| Task details |
Filter the rows below down to the lines containing the word "window", and copy out each of those lines.

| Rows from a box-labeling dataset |

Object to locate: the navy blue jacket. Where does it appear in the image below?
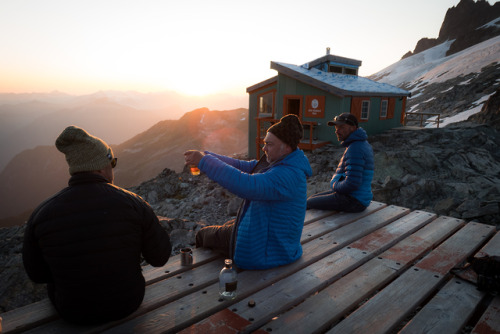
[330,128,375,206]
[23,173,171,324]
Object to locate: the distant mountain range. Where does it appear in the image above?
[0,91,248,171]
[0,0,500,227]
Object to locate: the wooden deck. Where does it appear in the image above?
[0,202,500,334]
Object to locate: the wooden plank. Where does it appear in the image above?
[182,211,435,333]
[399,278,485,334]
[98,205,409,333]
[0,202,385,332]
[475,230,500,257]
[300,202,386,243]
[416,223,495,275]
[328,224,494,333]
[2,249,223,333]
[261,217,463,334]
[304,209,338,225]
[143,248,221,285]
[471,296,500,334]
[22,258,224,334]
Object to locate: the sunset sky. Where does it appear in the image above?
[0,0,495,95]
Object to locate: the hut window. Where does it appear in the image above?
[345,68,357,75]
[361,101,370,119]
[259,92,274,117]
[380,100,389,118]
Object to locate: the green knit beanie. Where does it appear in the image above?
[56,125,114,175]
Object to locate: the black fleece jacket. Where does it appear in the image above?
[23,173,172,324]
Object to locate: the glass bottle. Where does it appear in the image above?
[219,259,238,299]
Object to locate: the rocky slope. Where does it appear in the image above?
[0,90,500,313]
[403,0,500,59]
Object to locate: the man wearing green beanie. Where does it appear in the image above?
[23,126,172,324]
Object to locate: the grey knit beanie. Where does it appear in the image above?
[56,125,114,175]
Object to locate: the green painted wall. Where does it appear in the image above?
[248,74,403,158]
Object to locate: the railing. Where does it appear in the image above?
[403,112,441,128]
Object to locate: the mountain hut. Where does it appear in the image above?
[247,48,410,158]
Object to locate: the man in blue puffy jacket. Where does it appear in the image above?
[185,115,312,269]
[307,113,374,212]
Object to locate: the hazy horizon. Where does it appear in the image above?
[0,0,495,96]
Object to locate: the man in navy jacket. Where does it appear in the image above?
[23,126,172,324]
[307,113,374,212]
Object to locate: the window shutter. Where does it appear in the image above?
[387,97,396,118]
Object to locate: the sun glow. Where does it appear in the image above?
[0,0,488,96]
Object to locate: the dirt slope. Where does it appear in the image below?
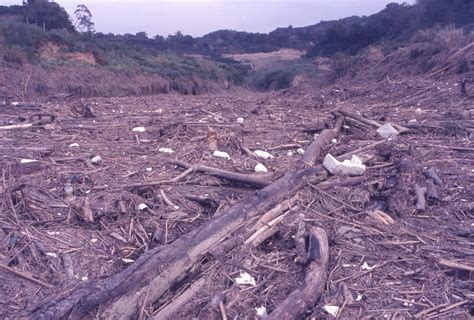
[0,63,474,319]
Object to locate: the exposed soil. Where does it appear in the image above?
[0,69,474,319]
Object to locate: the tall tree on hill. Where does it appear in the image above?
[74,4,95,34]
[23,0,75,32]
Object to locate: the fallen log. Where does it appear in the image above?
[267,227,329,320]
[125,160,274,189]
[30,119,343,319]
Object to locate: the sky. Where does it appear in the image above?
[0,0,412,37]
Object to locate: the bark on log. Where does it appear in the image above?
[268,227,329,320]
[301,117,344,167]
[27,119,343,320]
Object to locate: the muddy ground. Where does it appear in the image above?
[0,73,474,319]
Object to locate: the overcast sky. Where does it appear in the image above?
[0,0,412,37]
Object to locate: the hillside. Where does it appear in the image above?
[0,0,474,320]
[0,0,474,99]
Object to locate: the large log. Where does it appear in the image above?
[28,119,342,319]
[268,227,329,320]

* * *

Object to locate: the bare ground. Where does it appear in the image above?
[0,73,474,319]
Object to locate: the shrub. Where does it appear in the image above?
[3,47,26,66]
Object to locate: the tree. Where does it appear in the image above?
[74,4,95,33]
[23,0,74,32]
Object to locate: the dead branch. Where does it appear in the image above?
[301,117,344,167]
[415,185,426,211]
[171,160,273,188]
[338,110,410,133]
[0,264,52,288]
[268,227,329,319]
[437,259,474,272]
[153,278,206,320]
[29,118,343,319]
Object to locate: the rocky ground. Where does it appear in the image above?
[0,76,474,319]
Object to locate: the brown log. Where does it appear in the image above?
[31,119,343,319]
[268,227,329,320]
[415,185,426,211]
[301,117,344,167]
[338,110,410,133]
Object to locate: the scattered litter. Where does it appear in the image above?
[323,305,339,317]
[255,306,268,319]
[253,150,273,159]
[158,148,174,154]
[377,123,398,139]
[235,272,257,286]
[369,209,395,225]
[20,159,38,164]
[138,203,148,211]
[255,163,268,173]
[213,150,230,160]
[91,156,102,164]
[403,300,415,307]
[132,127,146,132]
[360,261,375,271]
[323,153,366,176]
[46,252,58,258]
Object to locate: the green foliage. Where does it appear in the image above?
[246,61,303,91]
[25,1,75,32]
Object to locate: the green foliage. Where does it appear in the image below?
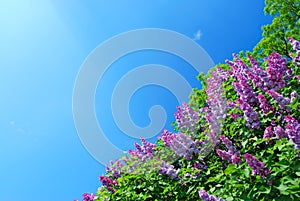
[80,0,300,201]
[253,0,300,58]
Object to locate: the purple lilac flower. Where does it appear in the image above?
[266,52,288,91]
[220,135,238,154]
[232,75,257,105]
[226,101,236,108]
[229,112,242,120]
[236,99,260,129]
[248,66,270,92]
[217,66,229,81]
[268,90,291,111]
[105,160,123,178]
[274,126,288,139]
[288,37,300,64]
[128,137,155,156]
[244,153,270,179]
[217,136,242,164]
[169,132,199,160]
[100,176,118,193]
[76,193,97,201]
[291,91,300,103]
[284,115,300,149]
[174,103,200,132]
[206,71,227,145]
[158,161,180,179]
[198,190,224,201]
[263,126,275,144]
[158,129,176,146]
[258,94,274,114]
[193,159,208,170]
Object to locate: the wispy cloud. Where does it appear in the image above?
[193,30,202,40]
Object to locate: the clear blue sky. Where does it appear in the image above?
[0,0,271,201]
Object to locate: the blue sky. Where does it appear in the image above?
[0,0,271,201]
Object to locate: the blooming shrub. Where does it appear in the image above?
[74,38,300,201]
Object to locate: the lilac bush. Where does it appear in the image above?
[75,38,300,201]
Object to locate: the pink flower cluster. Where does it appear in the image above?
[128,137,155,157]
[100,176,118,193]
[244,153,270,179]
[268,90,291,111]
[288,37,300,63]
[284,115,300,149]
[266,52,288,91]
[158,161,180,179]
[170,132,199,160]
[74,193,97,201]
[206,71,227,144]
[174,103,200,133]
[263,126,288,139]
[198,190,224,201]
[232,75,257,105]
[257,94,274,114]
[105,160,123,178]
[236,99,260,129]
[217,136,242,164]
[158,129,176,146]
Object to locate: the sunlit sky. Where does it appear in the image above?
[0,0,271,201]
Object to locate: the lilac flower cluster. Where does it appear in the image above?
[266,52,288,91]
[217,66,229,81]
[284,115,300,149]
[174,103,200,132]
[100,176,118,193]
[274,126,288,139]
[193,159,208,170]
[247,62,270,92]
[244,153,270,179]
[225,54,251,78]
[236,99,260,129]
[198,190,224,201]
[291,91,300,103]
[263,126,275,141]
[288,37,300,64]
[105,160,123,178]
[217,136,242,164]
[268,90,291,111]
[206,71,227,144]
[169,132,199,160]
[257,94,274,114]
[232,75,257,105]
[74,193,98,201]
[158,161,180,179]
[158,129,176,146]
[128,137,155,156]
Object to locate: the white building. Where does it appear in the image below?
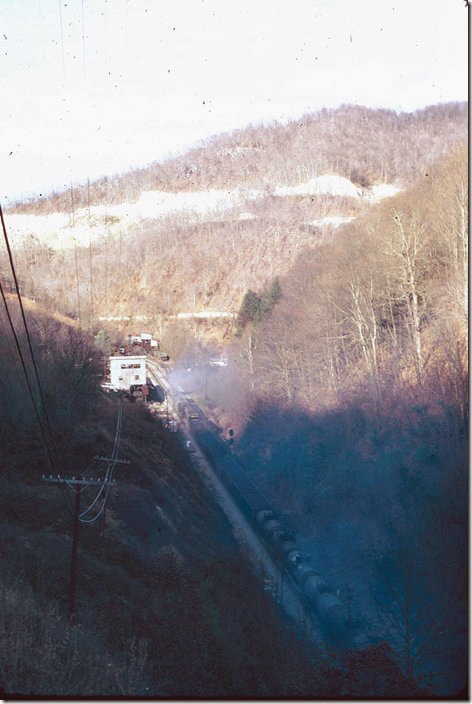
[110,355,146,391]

| Output |
Object to locate: the hut window. Where does it appear in the image above?
Object to locate: the window shutter. Where does it appear in the image above?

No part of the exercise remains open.